**Stated exercise:** Copy the records below, switching every "count sheet" to "tally sheet" and keeping everything else the same. Leave out the pictures.

**Listed entries:**
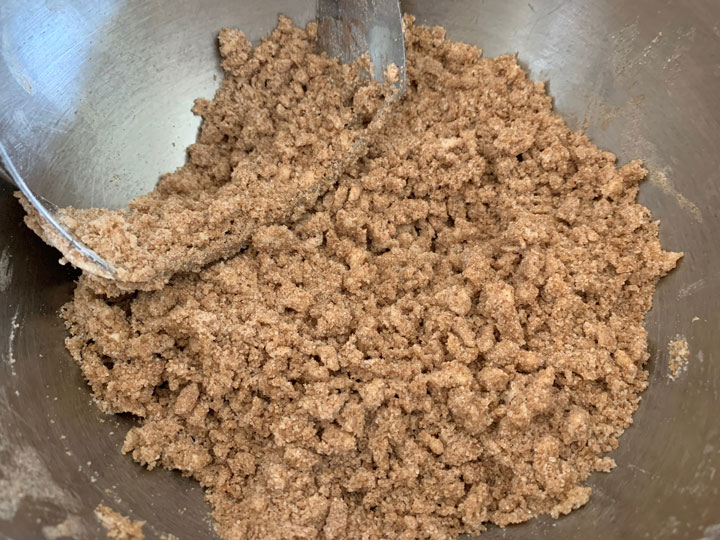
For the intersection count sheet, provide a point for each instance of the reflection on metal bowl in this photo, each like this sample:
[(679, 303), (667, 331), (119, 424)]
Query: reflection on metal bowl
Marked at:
[(95, 103)]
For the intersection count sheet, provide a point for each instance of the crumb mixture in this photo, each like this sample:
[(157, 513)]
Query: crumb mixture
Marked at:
[(679, 353), (449, 336), (118, 526)]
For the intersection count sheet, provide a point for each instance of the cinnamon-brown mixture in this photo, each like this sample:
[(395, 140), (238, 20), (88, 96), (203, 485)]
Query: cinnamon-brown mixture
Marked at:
[(449, 336), (119, 527)]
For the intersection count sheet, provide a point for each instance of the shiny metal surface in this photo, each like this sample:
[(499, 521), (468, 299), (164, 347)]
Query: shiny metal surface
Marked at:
[(347, 30), (115, 81)]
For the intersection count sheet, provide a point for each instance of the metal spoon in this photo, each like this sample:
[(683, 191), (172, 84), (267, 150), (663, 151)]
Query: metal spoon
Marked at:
[(347, 29)]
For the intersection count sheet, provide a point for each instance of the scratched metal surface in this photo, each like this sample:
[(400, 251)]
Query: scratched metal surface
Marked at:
[(93, 96)]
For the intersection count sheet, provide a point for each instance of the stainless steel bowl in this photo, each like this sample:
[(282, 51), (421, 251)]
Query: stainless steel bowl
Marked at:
[(95, 102)]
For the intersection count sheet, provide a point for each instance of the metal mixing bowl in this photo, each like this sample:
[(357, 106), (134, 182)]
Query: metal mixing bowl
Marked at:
[(94, 105)]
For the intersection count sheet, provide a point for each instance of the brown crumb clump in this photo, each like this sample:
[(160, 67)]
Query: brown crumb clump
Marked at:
[(283, 119), (679, 353), (451, 336), (118, 526)]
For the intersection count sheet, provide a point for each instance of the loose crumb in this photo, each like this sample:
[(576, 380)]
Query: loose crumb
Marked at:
[(448, 335), (679, 353), (119, 526)]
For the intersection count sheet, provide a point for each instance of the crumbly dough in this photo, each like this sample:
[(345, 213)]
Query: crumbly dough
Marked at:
[(679, 353), (448, 337), (118, 526), (281, 128)]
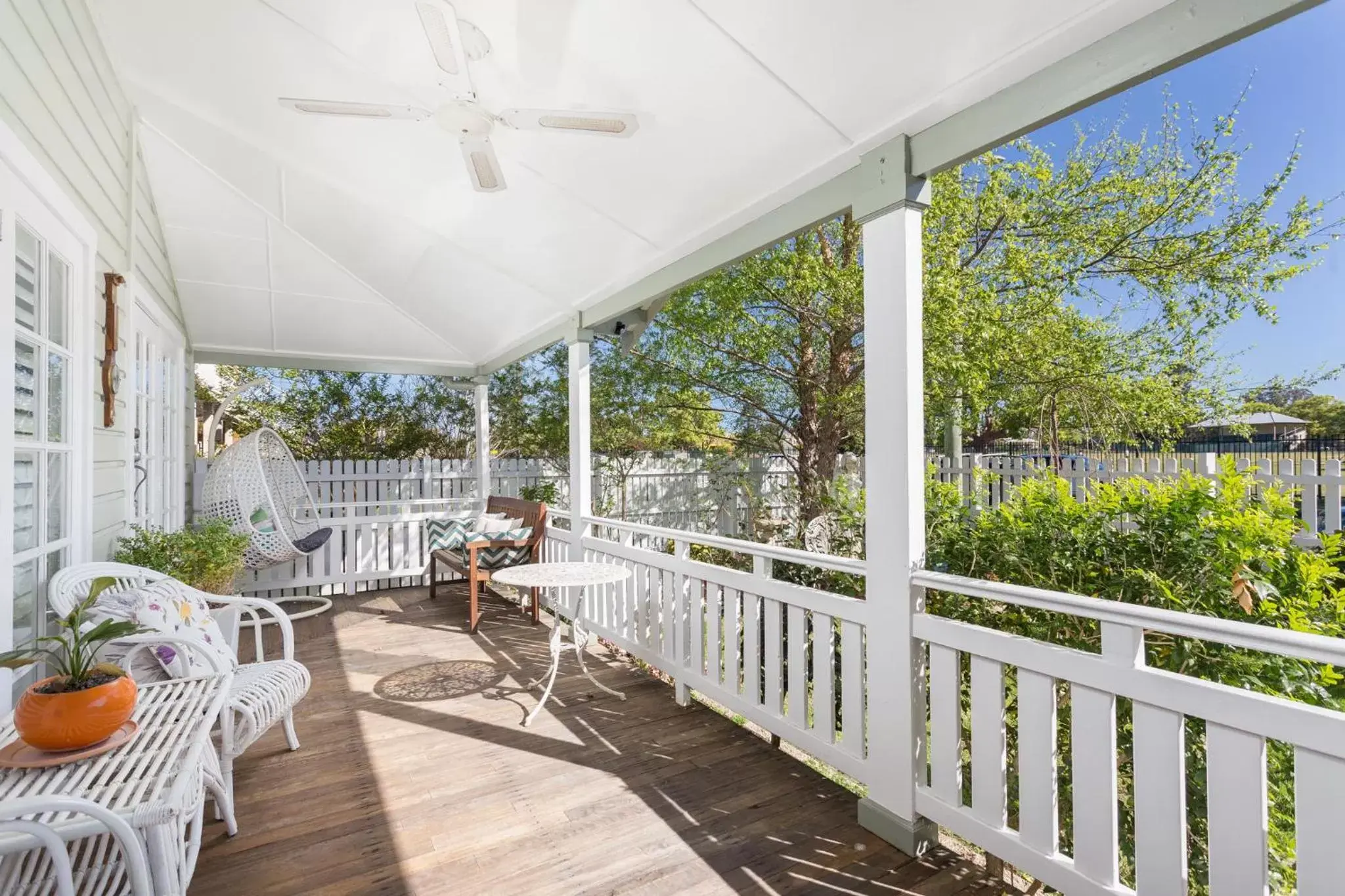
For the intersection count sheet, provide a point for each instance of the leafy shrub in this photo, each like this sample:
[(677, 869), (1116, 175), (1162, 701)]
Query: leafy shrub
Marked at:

**Exercise result:**
For the intersection tally sheet, provide a point for each instance of the reflection on metal bowl in this photo, each like this sample:
[(679, 303), (667, 331), (119, 424)]
Query: reflection on metal bowl
Marked at:
[(95, 103)]
For the intersection tally sheet, provide a point for each instance of the crumb mixture in this photo, each like this sample:
[(157, 513)]
Query: crumb mixture
Marked at:
[(679, 353), (449, 336), (118, 526)]
For the intersection tally sheet, provide a point for each instance of the cinnamon-brown mixture in this photo, each like this sample:
[(395, 140), (238, 20), (88, 96), (203, 485)]
Query: cinnamon-brown mixture
Marked at:
[(449, 336), (119, 527)]
For the intersection tally sheet, provide a point for each instance of the shiny metal surface in this photo, each like this sample:
[(499, 521), (468, 299), (164, 347)]
Query: shiny metal surface
Marked at:
[(347, 30), (115, 81)]
For the intersection tally sheet, provide a point for each instance of the metal spoon in this photo, each like this sample:
[(683, 191), (172, 84), (267, 150), (663, 151)]
Query: metal spoon
Marked at:
[(347, 29)]
For the intersection tally sheet, provide a point for each instance of the scratched metal surface in this photo, each like this sample:
[(400, 251)]
Query: scratched metal surface
Marked at:
[(93, 96)]
For the intersection tally sheet, provide a point for each instance of the stainless steel bowl in this photo, each like this sample:
[(282, 51), (421, 251)]
Query: stainless steel bowl
Marked at:
[(95, 102)]
For the intersection tally sheet, provide a point for each instance of the metal mixing bowl in this photo, each like this sample:
[(357, 106), (134, 182)]
Query: metal mixing bowl
Marked at:
[(94, 105)]
For the intersection tally sheet, provide a point for each instance of the brown crumb clump in this photo, each like this sample:
[(160, 67)]
Query: brown crumb clump
Marked at:
[(283, 119), (679, 353), (451, 336), (118, 526)]
For the intersection tally sheet, provide a point for each instance of the loose crumb in this photo, each like this sample:
[(576, 380)]
Query: loose crumb
Marked at:
[(448, 335), (679, 353), (119, 526)]
For the intersection tally sheet, provide a point for each instance of the crumbly dough in this photo, each like this sample:
[(345, 213)]
Query: crumbly dough
Marked at:
[(679, 353), (448, 337), (118, 526), (281, 128)]
For the intersection tally sheet, provide a point for each instance of the leafy shrub in this photo, each like this sample:
[(677, 869), (1116, 175), (1162, 701)]
Query: leafy shrub
Marked at:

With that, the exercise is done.